__INSTRUCTION 1__
Duplicate the portion of the OffensEval project description that begins with the words containing "The data is" and ends with "download the files.".
__INSTRUCTION 2__
According to the OffensEval project description, which classifier performed best across the different tasks?

This Challenge was completed in the context of the NLP module from Imperial College taught by Lucia Specia.
Adrian Löwenstein - Mihai Lung - Pierre-Louis Saint
The Implementation proposed during this project relies on the GloVe word embedding, strong data processing and different networks such as GRU, LTSM or CNN.
The following description was taken on Codalab : Link
Offensive language is pervasive in social media. Individuals frequently take advantage of the perceived anonymity of computer-mediated communication, using this to engage in behavior that many of them would not consider in real life. Online communities, social media platforms, and technology companies have been investing heavily in ways to cope with offensive language to prevent abusive behavior in social media.
One of the most effective strategies for tackling this problem is to use computational methods to identify offense, aggression, and hate speech in user-generated content (e.g. posts, comments, microblogs, etc.). This topic has attracted significant attention in recent years as evidenced in recent publications (Waseem et al. 2017; Davidson et al., 2017, Malmasi and Zampieri, 2018, Kumar et al. 2018) and workshops such as ALW and TRAC.
In OffensEval we break down offensive content into three sub-tasks taking the type and target of offenses into account.
- Sub-task A - Offensive language identification
- Sub-task B - Automatic categorization of offense types
- Sub-task C - Offense target identification.
The data is retrieved from social media and distributed in tab separated format. The trial and traininga data are available in the "Participate" tab. Please register to the competition to download the files.
Participants are allowed to use external resources and other datasets for this task. Please indicate which resources were used when submitting your results.
This repository contains the final submission of the project.
- The report explaining the main steps and architectures of the network used
- The Jupyter Notebook containing all the code for implementing and training the classifiers.
- Sub-task A - Rank : 62nd - F1 Score : 0.748752209
- Sub-task B - Rank : 5th - F1 Score : 0.715679443
- Sub-task C - Rank : 11th - F1 Score : 0.580794253
- Sub-task A - Rank : 21st - F1 Score : 0.748752209
- Sub-task B - Rank : 1st - F1 Score : 0.715679443
- Sub-task C - Rank : 1st - F1 Score : 0.580794253
The classifier that performed the best accross the different tasks was the Convolutional Neural Network (CNN)

__MATERIAL__
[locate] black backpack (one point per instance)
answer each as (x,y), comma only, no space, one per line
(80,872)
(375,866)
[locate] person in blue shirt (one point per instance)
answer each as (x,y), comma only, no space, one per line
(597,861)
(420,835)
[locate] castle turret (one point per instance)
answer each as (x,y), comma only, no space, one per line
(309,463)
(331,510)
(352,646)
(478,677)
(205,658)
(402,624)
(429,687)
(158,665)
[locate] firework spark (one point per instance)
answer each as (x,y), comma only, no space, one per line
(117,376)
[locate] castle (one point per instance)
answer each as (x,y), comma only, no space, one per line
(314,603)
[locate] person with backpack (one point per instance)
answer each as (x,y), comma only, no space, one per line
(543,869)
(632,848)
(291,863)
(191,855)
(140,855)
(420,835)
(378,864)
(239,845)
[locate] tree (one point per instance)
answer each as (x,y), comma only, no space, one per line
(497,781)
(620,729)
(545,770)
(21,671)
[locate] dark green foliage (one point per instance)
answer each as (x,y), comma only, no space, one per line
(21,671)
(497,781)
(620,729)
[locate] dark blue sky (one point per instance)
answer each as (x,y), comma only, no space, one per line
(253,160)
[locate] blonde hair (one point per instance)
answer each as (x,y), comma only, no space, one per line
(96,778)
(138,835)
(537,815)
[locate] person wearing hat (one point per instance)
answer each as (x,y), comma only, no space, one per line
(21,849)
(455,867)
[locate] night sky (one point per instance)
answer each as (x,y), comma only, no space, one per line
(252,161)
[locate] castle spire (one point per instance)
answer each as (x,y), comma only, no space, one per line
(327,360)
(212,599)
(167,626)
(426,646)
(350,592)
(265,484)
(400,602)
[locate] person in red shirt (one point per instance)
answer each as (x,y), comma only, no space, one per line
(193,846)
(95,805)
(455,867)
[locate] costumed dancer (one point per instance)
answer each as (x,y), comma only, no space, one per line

__EXERCISE SOLUTION 1__
The data is retrieved from social media and distributed in tab separated format. The trial and traininga data are available in the "Participate" tab. Please register to the competition to download the files.

__EXERCISE SOLUTION 2__
The Convolutional Neural Network (CNN) performed best across the different tasks.